Extrait du document:
● ● ● ● ●

David Le Breton, dans son essai Disparaître de soi – Une tentation contemporaine, aborde le désir de disparaître, de façon consciente ou non, pour se retirer momentanément de notre vie, rythmée par la vitesse, le contrôle et la performance. À la lumière de cette proposition, plutôt que d’interpréter le « burn-out » comme une faiblesse individuelle ou une incapacité à s’adapter aux exigences de notre emploi, on pourrait plutôt le comprendre comme un acte de survie ou le dernier rempart qui reste pour s’échapper, même momentanément, du monde du travail. Dans ce contexte, la logique de « gestion de soi », très répandue dans le discours sur le bien-être, est-elle la voie la plus appropriée pour réfléchir à la sortie du « burn-out »? Et s’il existait d’autres propositions?

● ● ● ● ●

Jeu de données:

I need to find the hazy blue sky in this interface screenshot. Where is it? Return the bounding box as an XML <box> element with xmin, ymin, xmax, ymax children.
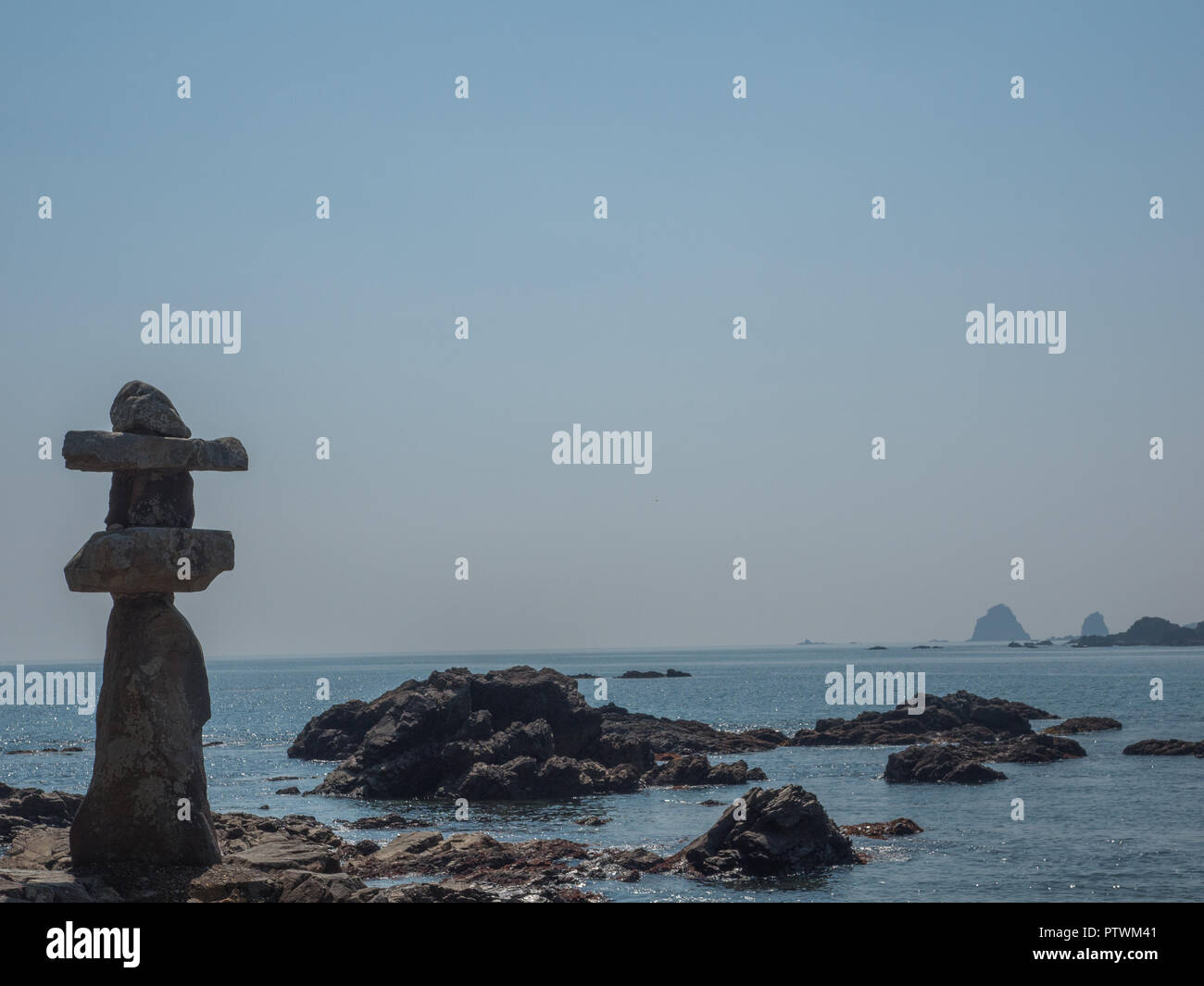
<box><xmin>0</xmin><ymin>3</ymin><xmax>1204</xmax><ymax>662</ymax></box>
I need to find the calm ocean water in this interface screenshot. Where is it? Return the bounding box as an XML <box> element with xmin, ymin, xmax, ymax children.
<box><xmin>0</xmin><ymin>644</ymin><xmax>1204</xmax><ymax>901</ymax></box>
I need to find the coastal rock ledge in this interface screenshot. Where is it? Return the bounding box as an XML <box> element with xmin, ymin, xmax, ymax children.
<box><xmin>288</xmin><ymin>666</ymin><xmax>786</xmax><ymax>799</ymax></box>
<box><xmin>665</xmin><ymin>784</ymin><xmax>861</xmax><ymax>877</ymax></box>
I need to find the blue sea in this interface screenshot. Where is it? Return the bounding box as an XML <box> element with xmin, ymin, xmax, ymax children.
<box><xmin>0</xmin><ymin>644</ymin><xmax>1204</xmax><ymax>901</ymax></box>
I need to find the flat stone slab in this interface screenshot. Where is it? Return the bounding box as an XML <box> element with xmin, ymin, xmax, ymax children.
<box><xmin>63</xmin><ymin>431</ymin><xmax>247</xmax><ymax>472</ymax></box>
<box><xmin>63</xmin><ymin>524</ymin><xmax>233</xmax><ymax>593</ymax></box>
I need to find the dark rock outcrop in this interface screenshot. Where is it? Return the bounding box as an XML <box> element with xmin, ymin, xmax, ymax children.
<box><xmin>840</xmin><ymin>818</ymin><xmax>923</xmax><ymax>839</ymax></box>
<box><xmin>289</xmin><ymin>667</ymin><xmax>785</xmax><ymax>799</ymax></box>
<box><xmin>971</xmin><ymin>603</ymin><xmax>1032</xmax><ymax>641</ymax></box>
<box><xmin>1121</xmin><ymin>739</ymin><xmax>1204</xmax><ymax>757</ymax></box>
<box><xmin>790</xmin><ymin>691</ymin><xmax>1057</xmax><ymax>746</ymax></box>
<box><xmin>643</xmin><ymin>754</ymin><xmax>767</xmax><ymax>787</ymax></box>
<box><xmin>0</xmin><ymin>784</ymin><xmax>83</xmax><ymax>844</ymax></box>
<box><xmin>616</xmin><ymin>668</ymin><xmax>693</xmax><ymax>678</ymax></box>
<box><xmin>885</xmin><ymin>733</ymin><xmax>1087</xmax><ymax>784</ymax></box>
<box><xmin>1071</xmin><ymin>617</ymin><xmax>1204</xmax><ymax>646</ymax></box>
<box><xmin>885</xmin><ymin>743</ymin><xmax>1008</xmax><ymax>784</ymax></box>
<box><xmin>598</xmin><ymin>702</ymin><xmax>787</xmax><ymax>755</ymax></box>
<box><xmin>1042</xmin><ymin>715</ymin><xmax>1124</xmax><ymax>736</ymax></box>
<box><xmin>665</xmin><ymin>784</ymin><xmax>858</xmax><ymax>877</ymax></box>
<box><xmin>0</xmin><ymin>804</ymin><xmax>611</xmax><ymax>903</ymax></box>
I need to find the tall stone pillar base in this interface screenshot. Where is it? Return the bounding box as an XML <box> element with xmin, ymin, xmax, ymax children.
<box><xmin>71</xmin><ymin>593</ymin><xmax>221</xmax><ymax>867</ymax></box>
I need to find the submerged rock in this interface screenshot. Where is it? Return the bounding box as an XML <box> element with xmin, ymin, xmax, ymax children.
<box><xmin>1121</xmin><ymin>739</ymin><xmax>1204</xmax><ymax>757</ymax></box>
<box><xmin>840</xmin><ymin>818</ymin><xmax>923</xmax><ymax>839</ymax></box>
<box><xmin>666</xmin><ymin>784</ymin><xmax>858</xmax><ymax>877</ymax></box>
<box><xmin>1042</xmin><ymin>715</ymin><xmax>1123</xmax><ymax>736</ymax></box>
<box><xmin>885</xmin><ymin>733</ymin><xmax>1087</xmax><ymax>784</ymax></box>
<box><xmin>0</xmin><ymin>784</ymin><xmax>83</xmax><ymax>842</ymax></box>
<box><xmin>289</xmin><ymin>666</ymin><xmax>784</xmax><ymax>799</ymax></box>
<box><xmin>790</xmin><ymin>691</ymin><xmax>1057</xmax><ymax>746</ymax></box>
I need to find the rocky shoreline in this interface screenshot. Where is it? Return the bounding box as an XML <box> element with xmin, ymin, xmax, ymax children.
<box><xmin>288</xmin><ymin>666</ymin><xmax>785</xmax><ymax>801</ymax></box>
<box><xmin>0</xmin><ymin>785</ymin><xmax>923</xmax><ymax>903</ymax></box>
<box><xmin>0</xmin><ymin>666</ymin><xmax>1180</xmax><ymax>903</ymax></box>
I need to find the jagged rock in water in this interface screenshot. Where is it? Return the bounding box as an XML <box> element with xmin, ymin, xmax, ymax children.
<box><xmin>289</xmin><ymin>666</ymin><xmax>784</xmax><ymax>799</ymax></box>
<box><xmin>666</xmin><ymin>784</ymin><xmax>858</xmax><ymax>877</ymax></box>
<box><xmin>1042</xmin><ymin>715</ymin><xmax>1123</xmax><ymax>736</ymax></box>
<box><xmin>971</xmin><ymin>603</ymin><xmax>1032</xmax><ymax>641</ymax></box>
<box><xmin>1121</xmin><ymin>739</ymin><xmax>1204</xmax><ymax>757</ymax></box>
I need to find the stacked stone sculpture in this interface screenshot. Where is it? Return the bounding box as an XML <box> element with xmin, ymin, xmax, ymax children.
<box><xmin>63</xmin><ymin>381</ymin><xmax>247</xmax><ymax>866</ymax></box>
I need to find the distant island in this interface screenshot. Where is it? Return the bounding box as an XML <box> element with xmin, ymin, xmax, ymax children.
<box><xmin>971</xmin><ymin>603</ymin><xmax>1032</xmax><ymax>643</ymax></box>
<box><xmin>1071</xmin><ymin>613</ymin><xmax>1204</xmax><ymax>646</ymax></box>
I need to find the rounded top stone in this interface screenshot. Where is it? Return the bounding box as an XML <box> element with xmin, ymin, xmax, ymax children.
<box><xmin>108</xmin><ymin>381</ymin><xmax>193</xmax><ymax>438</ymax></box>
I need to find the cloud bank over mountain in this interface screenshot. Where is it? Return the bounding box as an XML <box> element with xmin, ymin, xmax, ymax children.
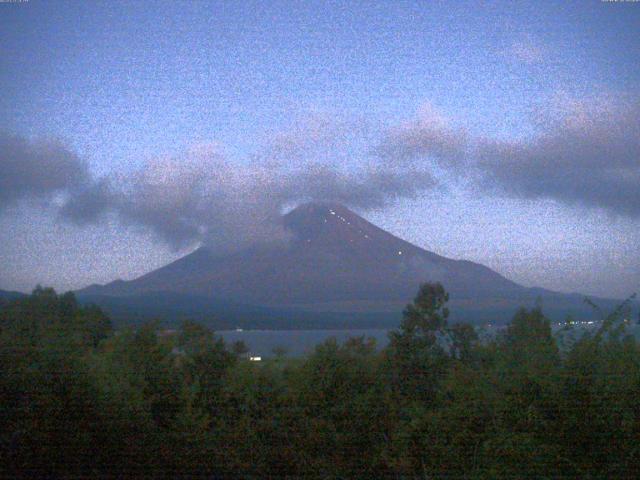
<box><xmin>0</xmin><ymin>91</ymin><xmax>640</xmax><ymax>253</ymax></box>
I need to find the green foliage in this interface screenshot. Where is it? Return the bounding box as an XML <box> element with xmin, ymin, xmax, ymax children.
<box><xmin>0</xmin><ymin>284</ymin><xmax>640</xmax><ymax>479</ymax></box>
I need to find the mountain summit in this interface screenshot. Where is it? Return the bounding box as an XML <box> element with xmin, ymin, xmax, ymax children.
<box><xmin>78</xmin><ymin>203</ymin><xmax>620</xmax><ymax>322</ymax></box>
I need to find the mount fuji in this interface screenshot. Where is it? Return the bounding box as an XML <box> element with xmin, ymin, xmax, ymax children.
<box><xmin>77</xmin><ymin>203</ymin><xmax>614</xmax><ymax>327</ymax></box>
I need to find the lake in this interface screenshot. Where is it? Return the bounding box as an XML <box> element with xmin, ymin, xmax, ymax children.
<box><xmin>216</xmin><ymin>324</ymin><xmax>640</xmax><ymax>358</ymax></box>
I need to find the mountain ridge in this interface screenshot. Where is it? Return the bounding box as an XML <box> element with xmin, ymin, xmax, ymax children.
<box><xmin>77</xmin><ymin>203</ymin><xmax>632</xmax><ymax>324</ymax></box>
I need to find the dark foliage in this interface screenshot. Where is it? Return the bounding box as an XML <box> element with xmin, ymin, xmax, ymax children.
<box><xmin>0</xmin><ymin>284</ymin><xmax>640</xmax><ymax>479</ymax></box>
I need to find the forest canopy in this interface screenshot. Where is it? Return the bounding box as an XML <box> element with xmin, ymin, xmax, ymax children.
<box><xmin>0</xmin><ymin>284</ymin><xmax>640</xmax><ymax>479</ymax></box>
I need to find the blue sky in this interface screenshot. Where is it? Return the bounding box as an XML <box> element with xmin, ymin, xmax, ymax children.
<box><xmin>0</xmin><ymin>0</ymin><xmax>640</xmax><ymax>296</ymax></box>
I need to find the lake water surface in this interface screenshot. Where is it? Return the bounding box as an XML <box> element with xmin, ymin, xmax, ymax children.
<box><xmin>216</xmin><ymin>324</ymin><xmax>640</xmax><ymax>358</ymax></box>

● ● ● ● ●

Exercices à faire:
1. Réécrivez plus brièvement le paragraphe de l'extrait sur le burn-out qui commence par « David Le Breton, dans son essai », en gardant ses faits principaux.
2. Extrayez de l'extrait sur le burn-out le passage qui va de « David Le Breton, dans » à « existait d’autres propositions? ».
Les enregistrements ne sont pas nécessaires ici.

Vos réponses:
1. Dans Disparaître de soi – Une tentation contemporaine, David Le Breton traite du désir, conscient ou non, de se retirer un temps d'une vie rythmée par la vitesse, le contrôle et la performance. Vu ainsi, le « burn-out » serait moins une faiblesse individuelle ou une incapacité à s'adapter aux exigences de l'emploi qu'un acte de survie, un dernier rempart pour s'échapper, même momentanément, du monde du travail. La question se pose alors : la logique de « gestion de soi », très répandue dans le discours sur le bien-être, est-elle la voie la plus appropriée pour penser la sortie du « burn-out », ou existe-t-il d'autres propositions ?

2.
David Le Breton, dans son essai Disparaître de soi – Une tentation contemporaine, aborde le désir de disparaître, de façon consciente ou non, pour se retirer momentanément de notre vie, rythmée par la vitesse, le contrôle et la performance. À la lumière de cette proposition, plutôt que d’interpréter le « burn-out » comme une faiblesse individuelle ou une incapacité à s’adapter aux exigences de notre emploi, on pourrait plutôt le comprendre comme un acte de survie ou le dernier rempart qui reste pour s’échapper, même momentanément, du monde du travail. Dans ce contexte, la logique de « gestion de soi », très répandue dans le discours sur le bien-être, est-elle la voie la plus appropriée pour réfléchir à la sortie du « burn-out »? Et s’il existait d’autres propositions?